**Written problem**: Return, exactly, the line that contains "of the woman's" together with all lines after it to the end of the entries, and no further lines.

**Data for this exercise**:
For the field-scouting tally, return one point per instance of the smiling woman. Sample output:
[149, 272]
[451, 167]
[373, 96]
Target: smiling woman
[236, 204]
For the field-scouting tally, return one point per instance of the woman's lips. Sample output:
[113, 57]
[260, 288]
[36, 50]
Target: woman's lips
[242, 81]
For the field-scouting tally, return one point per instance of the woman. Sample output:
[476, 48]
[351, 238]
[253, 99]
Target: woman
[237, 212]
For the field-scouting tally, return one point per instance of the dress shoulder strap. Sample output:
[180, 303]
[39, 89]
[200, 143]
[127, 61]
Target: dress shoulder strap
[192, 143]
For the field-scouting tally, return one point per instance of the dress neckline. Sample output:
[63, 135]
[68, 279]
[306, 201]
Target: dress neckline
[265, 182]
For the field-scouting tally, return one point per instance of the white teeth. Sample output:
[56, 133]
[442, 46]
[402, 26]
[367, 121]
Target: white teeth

**Answer**:
For the field-scouting tally, return one point per instance of the woman's lips. Sample output:
[113, 57]
[260, 288]
[36, 50]
Target: woman's lips
[242, 81]
For the field-scouting tally, return one point per instance of the woman. Sample output:
[476, 48]
[351, 238]
[253, 99]
Target: woman
[237, 212]
For the field-scouting tally, return one point per instance of the dress shoulder strap. Sample output:
[180, 303]
[39, 89]
[200, 143]
[127, 61]
Target: dress shoulder strap
[192, 143]
For the field-scouting tally, return one point per instance of the dress neckline. Sample output:
[63, 135]
[68, 279]
[306, 201]
Target: dress neckline
[265, 182]
For the field-scouting tally, return one point per instance of the white teeth. Sample output:
[56, 133]
[442, 46]
[402, 26]
[367, 121]
Target: white teeth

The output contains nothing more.